- [Data supplied]:
--- START ---

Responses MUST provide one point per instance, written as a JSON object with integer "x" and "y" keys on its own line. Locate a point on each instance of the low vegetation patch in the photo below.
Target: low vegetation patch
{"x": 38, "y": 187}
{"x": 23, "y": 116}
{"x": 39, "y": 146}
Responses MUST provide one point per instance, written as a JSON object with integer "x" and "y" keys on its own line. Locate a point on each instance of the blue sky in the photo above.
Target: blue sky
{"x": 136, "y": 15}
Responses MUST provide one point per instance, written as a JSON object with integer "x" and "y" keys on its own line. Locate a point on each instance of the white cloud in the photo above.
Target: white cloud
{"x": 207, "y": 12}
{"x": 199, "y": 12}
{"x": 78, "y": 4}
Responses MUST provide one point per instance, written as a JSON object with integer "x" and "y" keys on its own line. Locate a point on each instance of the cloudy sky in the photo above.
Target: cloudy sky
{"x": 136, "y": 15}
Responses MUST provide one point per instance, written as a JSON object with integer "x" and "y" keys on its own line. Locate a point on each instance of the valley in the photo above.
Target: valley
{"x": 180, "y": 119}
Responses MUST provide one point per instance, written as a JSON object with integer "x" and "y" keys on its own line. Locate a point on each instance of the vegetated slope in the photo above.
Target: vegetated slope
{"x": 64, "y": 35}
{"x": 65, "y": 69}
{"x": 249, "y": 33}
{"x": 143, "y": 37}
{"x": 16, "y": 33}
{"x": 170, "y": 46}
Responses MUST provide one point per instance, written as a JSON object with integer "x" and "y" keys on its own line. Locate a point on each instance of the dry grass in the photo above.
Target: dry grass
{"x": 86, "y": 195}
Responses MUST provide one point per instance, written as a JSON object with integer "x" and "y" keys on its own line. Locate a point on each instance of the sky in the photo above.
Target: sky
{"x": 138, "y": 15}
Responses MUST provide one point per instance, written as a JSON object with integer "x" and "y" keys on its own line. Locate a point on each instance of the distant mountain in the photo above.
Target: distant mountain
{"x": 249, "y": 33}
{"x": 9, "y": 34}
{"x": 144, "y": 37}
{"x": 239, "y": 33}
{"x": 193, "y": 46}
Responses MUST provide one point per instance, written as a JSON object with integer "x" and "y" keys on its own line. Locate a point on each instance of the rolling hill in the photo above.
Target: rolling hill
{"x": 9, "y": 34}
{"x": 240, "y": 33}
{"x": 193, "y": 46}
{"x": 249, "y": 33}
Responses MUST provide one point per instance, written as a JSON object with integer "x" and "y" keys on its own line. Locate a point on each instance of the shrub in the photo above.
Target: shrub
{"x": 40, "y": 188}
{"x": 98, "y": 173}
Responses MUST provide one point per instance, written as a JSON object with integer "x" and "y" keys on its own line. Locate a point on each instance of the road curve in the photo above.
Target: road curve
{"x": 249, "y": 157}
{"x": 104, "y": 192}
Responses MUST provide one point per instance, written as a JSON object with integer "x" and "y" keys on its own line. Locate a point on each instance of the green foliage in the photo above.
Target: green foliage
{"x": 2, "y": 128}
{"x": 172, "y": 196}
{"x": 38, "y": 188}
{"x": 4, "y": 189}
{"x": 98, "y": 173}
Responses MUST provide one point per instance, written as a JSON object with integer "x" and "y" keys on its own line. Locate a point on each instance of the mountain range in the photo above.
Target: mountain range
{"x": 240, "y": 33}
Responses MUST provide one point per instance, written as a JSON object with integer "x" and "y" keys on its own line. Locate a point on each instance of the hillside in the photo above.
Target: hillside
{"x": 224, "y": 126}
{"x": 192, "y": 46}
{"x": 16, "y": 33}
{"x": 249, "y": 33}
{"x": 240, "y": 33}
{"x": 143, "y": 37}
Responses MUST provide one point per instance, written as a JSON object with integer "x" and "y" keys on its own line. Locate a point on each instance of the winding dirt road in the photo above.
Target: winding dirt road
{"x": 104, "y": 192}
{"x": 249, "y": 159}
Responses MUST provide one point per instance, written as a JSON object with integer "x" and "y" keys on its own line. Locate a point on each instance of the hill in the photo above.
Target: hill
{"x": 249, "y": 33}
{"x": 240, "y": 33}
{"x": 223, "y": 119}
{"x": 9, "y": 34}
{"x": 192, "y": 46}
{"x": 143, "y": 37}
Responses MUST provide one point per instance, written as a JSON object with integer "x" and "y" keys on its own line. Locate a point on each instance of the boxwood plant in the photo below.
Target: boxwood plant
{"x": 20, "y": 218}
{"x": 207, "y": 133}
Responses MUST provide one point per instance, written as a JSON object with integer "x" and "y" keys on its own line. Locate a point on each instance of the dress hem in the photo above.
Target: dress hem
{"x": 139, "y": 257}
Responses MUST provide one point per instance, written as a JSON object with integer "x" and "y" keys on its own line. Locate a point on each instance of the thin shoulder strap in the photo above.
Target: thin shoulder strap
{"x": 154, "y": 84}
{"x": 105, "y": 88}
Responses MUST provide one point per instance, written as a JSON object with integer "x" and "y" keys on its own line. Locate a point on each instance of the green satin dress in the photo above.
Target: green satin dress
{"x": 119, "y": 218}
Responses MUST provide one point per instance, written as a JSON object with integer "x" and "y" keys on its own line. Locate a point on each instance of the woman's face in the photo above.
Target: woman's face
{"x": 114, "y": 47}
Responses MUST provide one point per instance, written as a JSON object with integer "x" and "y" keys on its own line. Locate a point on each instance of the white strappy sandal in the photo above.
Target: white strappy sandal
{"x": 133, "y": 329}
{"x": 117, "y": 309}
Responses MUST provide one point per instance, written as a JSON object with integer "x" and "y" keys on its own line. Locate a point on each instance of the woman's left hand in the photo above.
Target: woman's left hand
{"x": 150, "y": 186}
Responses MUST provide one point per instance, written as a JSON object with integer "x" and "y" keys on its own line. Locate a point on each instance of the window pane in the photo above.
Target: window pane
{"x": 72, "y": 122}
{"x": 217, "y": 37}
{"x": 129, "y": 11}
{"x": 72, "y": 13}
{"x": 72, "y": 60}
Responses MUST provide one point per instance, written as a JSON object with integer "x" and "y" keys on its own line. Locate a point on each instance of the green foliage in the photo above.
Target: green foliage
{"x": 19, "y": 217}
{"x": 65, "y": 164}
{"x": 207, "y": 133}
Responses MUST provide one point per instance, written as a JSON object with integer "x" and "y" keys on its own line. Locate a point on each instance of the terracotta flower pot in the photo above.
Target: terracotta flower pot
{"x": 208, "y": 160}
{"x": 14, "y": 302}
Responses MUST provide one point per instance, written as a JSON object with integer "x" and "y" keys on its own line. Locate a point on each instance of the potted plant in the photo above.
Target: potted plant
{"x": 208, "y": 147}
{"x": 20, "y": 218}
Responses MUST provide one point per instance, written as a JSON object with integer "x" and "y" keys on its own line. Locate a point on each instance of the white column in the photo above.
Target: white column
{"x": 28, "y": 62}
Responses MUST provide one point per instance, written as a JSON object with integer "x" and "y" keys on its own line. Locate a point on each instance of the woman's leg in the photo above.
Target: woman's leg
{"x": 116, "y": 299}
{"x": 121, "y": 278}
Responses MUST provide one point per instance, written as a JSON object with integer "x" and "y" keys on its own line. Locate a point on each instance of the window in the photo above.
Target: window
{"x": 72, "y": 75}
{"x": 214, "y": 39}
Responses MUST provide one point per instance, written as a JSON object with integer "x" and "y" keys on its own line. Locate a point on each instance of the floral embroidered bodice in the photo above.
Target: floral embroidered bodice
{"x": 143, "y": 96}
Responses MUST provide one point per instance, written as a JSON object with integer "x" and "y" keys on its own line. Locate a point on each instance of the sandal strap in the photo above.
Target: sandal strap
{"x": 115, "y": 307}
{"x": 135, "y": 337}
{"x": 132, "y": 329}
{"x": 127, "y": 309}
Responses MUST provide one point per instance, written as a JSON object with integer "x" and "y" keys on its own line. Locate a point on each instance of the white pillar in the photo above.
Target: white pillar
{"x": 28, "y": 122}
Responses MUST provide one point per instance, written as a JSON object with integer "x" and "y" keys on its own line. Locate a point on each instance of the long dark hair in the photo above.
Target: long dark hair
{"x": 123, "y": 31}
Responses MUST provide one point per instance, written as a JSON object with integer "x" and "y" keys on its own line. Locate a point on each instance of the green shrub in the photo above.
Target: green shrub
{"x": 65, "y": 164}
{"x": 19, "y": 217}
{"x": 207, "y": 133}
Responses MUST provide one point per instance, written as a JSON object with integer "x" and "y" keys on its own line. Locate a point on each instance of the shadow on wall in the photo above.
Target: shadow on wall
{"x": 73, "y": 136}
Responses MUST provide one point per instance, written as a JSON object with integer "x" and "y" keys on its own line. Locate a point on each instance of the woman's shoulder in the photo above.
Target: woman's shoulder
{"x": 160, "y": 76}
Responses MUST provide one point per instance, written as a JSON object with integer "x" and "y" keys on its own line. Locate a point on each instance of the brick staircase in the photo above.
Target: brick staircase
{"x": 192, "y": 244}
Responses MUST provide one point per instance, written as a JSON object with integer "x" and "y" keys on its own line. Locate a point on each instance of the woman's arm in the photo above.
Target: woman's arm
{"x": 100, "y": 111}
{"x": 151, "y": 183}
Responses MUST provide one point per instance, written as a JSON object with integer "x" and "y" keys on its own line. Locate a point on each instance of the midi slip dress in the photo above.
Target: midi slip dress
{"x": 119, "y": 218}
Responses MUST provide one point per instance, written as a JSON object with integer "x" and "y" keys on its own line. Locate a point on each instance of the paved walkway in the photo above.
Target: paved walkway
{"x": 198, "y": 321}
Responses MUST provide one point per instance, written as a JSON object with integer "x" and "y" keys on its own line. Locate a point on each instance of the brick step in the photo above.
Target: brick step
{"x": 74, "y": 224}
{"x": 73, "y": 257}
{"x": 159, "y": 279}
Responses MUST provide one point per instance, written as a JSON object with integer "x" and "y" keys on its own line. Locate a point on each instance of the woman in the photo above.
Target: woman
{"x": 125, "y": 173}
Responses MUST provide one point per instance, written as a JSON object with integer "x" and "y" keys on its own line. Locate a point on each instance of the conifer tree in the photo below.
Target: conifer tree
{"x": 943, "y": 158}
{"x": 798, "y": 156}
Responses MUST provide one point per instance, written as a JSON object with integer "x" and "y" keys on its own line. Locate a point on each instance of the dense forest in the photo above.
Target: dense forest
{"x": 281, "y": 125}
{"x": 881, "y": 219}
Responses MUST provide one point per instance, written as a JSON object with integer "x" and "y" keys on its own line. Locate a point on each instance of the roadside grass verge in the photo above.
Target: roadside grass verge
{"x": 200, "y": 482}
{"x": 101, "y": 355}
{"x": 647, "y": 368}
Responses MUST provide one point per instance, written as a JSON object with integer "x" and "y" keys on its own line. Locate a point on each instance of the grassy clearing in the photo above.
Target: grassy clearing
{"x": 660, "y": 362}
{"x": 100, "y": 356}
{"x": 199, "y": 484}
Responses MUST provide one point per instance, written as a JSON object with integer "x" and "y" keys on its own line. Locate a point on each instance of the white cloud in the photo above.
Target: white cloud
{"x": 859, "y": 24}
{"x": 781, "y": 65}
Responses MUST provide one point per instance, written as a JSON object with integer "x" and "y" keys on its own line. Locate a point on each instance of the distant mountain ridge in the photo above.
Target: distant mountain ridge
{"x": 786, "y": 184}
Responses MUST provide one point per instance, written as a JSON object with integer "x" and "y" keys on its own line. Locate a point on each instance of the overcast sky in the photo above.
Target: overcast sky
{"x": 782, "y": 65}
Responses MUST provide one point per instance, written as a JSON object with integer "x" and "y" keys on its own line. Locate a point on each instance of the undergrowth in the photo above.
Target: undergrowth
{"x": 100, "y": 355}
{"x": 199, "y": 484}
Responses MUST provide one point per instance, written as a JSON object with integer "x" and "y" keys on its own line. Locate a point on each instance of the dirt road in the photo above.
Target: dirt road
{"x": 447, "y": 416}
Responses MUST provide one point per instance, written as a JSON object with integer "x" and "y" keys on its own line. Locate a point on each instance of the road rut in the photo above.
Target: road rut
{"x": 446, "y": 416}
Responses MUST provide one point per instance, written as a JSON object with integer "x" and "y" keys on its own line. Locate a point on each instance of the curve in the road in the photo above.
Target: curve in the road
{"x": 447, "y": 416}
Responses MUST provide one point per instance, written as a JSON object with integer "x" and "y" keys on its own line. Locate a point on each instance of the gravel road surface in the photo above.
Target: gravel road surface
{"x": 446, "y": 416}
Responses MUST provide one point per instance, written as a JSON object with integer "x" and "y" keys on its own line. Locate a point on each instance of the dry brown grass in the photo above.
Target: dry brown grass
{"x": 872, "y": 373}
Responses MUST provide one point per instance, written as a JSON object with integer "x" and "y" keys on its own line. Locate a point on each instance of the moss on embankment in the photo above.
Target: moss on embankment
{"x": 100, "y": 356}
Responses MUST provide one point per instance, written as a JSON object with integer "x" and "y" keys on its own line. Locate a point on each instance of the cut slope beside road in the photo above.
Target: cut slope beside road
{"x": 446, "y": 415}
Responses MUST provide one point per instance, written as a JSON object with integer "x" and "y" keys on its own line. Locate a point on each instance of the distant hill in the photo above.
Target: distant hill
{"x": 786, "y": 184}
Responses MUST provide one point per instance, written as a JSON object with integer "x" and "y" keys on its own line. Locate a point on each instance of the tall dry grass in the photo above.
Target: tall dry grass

--- END ---

- [Your objective]: Please make an exact copy of the lines above from the line with "mountain in the photo above." through the line with "rolling hill in the photo above.", both ends included.

- [Exercise response]:
Responses MUST provide one point per instance, written as a JSON object with integer "x" and "y" keys on its own line. Locate a point on each instance of the distant mountain in the photo above.
Target: distant mountain
{"x": 249, "y": 33}
{"x": 9, "y": 34}
{"x": 144, "y": 37}
{"x": 239, "y": 33}
{"x": 193, "y": 46}
Responses MUST provide one point per instance, written as a JSON object with integer "x" and "y" keys on its own line. Locate a point on each instance of the rolling hill in the photo above.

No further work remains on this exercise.